:: WHAT TO PRODUCE ::
Copy the records that follow, switching "pretty-printed" to "on a single line" and leaving all other text unchanged. Omit the pictures from your copy.
· · · ·
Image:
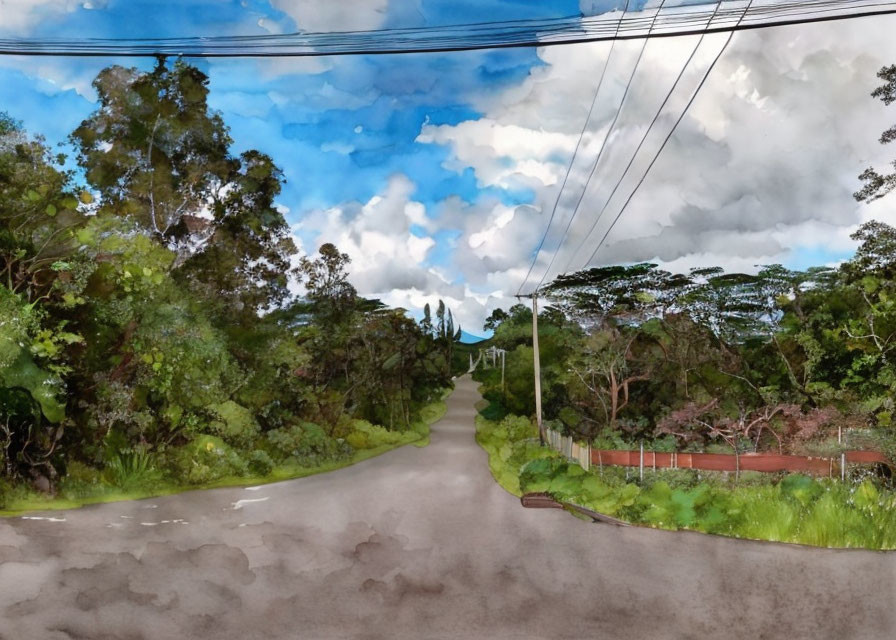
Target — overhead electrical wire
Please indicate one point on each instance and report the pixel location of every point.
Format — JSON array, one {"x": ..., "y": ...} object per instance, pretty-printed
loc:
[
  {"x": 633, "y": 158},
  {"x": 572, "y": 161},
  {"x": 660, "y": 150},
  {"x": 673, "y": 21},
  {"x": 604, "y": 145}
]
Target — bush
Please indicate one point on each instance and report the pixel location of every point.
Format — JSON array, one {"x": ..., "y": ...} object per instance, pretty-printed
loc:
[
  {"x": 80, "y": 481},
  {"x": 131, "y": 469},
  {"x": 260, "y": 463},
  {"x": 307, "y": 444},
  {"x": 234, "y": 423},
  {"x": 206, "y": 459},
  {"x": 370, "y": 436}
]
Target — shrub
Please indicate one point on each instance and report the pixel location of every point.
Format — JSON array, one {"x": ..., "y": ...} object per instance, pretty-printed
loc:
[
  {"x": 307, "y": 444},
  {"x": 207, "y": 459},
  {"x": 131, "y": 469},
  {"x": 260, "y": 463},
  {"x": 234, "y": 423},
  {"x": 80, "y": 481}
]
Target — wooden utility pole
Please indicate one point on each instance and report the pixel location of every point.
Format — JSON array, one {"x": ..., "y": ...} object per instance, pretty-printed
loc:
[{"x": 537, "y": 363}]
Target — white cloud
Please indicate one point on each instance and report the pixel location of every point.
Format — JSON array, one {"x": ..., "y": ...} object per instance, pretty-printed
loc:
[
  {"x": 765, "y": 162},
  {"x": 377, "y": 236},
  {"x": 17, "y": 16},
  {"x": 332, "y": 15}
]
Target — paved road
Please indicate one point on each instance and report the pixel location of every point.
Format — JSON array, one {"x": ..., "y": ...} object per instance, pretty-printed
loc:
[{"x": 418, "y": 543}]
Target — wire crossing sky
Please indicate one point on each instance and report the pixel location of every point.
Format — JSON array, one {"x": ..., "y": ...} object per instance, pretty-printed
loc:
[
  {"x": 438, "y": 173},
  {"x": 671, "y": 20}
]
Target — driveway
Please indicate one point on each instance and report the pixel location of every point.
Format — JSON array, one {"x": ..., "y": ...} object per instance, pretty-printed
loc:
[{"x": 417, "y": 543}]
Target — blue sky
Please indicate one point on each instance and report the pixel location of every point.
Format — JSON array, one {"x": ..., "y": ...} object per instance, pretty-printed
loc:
· · · ·
:: WRITTEN RESPONSE ::
Image:
Target — overhead electrical wire
Please indicate one point on each instance and report the pixel location of every point.
Format — JSON array, one {"x": ..., "y": ...} object per instance, on a single line
loc:
[
  {"x": 633, "y": 158},
  {"x": 572, "y": 161},
  {"x": 660, "y": 150},
  {"x": 673, "y": 21},
  {"x": 604, "y": 145}
]
Target — bush
Please indicate one point on each instance and report the pixel location of every point.
Format — JSON array, one {"x": ..., "y": ...} object per instance, on a single line
loc:
[
  {"x": 80, "y": 481},
  {"x": 131, "y": 469},
  {"x": 260, "y": 463},
  {"x": 307, "y": 444},
  {"x": 234, "y": 423},
  {"x": 206, "y": 459},
  {"x": 370, "y": 436}
]
Target — shrub
Please indicate one point on each instance and report the pixel location of every point.
Format — JSON array, one {"x": ..., "y": ...} object per instance, on a single line
loc:
[
  {"x": 307, "y": 444},
  {"x": 207, "y": 459},
  {"x": 131, "y": 469},
  {"x": 260, "y": 463},
  {"x": 234, "y": 423},
  {"x": 80, "y": 481}
]
Target — wooden utility pole
Please indicate one point on each instance and report the pixel location of every point.
Format — JSON array, one {"x": ..., "y": ...} object per instance, on a single line
loc:
[{"x": 537, "y": 363}]
Target — white cloud
Please indicate one point on each instance and report the pixel location of every point.
Format — JSON array, one {"x": ..., "y": ...} object per instance, on a single line
loc:
[
  {"x": 765, "y": 162},
  {"x": 377, "y": 236},
  {"x": 17, "y": 16},
  {"x": 332, "y": 15}
]
Target — paved road
Please indicate one point on each instance and report the pixel location of every point.
Format — JSON array, one {"x": ..., "y": ...} object per instance, on a single line
loc:
[{"x": 418, "y": 543}]
Target — wire crossing sky
Please indicate one point on each instance and report the pixel location of every point.
Format — JSON array, one {"x": ..., "y": ...} object per instance, on a single line
loc:
[
  {"x": 438, "y": 173},
  {"x": 671, "y": 20}
]
Target — driveway
Please indicate one point on each instance and report the pixel location of every point.
Format — JSON array, one {"x": ..., "y": ...} object per instance, on a single line
loc:
[{"x": 417, "y": 543}]
Target — blue sky
Please indicate one point on each instance and report the pixel location of every point.
Format — JSON array, one {"x": ..., "y": ...} object per instance, on a single line
loc:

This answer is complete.